====== Provided records ======

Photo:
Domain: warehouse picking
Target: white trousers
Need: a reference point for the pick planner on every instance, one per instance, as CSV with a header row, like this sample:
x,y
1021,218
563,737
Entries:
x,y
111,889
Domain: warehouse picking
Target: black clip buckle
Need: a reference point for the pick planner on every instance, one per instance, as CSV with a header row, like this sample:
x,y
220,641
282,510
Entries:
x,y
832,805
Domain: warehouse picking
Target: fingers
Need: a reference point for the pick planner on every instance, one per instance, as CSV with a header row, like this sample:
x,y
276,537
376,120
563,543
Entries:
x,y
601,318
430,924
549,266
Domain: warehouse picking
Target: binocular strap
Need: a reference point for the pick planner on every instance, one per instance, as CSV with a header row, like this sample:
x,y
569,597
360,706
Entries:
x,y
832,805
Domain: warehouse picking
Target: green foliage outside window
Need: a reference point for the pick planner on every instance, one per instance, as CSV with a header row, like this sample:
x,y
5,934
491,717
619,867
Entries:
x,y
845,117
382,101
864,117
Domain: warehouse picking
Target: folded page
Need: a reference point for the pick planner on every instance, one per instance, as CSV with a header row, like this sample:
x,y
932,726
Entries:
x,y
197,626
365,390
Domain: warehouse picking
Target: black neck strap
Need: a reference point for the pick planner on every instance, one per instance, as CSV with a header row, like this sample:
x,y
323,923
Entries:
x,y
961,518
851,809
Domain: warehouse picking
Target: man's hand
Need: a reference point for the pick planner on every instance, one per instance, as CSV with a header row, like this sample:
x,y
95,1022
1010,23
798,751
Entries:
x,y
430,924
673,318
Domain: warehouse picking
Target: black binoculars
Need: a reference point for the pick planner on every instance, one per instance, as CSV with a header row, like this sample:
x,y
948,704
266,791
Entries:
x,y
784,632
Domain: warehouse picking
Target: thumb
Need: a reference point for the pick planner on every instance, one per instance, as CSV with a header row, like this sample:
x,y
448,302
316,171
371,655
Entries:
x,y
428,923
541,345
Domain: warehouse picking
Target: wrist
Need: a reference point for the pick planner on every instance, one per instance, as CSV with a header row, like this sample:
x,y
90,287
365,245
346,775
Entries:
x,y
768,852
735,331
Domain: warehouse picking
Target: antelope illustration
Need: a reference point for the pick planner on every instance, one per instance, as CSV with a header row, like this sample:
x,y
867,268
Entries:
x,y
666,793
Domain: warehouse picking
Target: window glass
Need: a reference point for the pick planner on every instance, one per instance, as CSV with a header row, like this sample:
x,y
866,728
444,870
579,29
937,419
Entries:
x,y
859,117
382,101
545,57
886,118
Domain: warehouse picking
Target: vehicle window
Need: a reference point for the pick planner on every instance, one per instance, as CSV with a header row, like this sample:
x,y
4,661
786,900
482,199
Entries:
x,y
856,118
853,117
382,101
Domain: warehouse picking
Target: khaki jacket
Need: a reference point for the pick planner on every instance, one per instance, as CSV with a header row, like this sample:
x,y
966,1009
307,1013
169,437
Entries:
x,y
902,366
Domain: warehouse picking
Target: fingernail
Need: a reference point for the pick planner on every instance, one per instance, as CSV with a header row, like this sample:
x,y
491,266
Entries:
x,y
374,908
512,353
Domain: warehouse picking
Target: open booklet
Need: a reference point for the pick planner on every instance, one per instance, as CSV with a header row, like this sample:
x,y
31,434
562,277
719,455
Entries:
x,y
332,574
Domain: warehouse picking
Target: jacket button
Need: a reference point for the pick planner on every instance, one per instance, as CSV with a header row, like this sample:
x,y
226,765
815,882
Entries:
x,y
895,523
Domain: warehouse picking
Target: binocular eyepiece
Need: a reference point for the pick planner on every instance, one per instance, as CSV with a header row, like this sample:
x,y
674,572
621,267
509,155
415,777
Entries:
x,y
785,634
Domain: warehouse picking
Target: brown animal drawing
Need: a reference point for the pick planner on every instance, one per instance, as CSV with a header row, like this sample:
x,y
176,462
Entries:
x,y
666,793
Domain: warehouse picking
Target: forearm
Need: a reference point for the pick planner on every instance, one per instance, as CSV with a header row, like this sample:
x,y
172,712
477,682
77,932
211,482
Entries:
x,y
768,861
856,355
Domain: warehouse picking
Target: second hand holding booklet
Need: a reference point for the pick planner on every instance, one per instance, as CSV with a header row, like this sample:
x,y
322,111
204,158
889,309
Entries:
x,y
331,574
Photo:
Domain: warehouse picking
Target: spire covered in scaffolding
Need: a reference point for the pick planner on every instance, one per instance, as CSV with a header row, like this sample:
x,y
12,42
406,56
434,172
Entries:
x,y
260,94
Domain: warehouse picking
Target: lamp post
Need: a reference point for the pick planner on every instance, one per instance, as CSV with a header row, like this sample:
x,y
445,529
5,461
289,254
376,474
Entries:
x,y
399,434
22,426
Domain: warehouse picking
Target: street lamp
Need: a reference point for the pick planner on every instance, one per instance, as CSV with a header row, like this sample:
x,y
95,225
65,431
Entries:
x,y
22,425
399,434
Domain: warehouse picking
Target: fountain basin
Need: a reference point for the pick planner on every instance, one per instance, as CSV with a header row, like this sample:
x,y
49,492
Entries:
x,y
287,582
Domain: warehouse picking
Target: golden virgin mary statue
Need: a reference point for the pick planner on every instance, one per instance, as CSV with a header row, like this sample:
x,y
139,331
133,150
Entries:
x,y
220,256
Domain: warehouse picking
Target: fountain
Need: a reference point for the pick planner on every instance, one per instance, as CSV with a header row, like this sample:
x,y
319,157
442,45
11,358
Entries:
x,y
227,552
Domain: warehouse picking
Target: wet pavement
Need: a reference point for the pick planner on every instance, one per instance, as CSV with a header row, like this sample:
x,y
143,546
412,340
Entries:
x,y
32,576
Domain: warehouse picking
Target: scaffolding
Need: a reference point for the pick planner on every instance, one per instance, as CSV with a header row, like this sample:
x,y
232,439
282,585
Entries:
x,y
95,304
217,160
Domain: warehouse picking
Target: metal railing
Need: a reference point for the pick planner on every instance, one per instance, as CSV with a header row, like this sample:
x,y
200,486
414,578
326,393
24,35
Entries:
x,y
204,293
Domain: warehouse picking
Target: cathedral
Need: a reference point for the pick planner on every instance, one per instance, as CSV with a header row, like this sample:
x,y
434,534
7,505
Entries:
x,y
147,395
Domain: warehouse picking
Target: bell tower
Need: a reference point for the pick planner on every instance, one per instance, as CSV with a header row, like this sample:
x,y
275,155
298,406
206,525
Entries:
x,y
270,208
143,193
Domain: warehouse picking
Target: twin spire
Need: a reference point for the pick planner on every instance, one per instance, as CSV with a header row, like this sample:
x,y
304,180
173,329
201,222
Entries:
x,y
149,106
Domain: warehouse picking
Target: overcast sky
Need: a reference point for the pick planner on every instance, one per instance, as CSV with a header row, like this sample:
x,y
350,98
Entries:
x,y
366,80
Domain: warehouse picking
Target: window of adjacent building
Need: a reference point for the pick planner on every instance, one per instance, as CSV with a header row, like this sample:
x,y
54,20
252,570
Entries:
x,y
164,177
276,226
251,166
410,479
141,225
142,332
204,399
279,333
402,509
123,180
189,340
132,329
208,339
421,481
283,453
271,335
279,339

======

● **The exercise**: How many lines above contain the string "booklet"? Case counts, and your reply should be the number alone.

● **Solution for this exercise**: 2